→ Data supplied
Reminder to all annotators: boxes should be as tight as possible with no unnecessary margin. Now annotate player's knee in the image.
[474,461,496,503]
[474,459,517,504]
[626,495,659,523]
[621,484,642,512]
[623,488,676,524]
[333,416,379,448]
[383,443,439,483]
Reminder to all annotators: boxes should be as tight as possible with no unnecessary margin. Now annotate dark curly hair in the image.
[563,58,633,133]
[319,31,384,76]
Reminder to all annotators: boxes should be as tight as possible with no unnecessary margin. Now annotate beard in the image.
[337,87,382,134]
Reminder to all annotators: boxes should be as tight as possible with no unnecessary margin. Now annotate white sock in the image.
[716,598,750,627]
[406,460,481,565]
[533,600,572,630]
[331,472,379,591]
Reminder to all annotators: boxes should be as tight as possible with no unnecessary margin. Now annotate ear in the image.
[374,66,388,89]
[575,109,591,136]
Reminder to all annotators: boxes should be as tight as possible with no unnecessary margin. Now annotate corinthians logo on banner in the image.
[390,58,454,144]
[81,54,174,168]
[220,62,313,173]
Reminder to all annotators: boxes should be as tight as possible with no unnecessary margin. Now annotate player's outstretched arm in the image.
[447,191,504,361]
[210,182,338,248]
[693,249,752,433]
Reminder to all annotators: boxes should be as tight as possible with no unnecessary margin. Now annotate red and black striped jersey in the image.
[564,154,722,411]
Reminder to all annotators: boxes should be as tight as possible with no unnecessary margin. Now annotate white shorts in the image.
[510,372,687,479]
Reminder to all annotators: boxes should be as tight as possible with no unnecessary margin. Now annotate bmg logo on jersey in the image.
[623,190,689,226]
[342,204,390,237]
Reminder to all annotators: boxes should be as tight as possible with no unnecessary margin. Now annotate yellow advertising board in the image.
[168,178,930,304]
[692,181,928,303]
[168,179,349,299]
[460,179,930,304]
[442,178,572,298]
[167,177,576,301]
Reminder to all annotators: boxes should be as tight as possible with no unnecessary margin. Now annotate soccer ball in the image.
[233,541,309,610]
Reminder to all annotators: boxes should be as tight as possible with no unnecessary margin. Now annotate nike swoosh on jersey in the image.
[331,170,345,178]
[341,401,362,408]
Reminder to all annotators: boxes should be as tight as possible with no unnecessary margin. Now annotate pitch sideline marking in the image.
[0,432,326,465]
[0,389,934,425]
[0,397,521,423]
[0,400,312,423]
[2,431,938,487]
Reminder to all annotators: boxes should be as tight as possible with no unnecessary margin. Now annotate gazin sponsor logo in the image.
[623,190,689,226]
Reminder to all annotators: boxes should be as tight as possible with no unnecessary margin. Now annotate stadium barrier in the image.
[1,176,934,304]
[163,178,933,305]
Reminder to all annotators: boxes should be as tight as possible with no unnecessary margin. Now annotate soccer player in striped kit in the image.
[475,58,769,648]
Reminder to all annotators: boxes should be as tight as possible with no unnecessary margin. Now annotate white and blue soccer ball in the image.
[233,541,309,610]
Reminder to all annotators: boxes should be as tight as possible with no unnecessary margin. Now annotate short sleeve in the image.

→ About this exercise
Repeat all of the data shown above, exactly as it appears.

→ Output below
Reminder to all annotators: boxes should be as tight as possible with no unnecessary margin. Now annotate player's knee in the image.
[474,461,496,503]
[474,459,517,504]
[626,495,659,523]
[621,484,642,512]
[623,488,676,524]
[333,416,379,448]
[383,443,439,483]
Reminder to all annotators: boxes should be as tight as possible with no unnecessary margin. Now annotate dark curly hair in the image.
[563,58,633,133]
[319,31,384,76]
Reminder to all annotators: boxes should be as tight as possible with no unnecessary margin. Now annotate beard in the image.
[337,87,382,134]
Reminder to all annotators: boxes should be as tight as possible with no unnecessary margin. Now annotate white sock in the image.
[716,598,750,627]
[406,460,481,565]
[533,600,572,630]
[331,472,379,591]
Reminder to all annotators: boxes should be as tight as possible with no unnecessary margin. Now annotate ear in the image.
[374,66,388,89]
[575,109,591,136]
Reminder to all annotators: boxes should be as tight as possible with no unnecessary margin. Now annotate corinthians logo on banner in the image.
[390,58,454,144]
[81,54,174,168]
[220,62,313,173]
Reminder to all annotators: boxes should be as tight as possible with no unnecessary margin. Now annotate player's outstretched arm in the image.
[447,191,504,361]
[210,182,338,248]
[693,249,752,433]
Reminder to all annotators: boxes should be as tight as possible with no unnecessary margin. Now annotate red and black striped jersey in the image.
[564,154,722,411]
Reminder to all annotators: boxes should be as tight as possible with no unnecessary margin. Now annotate white shorts in the image.
[510,372,687,479]
Reminder to all annotators: boxes should be as tight as possible with no unnecessary margin. Now annotate bmg logo on jersey in the image.
[623,190,689,226]
[342,204,390,237]
Reminder to all annotators: boxes should be as tight as possible with no unnecessary margin. Now annotate yellow advertising board in the image.
[168,178,930,304]
[692,181,928,303]
[168,179,349,299]
[460,179,930,304]
[442,178,572,298]
[167,177,576,301]
Reminder to all annotators: boxes should be as tight as possible with no unnecessary margin. Now annotate soccer ball in the image.
[233,541,309,610]
Reminder to all annotators: boxes should be as tight as possible with no unnecessary margin. Now annotate nike swoosh on jersey in the image.
[331,170,345,178]
[341,401,362,408]
Reminder to all annotators: boxes should be as tight as possible with no unnecessary margin. Now annotate pitch sideline marking in the image.
[0,432,326,465]
[0,389,934,425]
[0,397,521,423]
[0,400,312,423]
[2,431,938,487]
Reminder to all annotators: boxes should be as tight as possible with no unnecessary margin. Now annotate gazin sponsor logo in the image.
[623,190,689,226]
Reminder to all annotators: boxes should be as tight as possible with no unnecessary margin. Now annotate stadium barrier in the image.
[1,176,934,304]
[163,178,933,305]
Reminder to all annotators: boxes should be as tight as possible with no unnecessary margin. Now annotate soccer player in striped kit in the image.
[475,58,769,648]
Reminder to all annotators: boxes should be as tight as possible with no unnecessary margin. Now annotate white and blue soccer ball in the image.
[233,541,309,610]
Reminder to all annotators: boxes should be as tight as possible with no unnecessary margin. Now annotate short sleeve in the image.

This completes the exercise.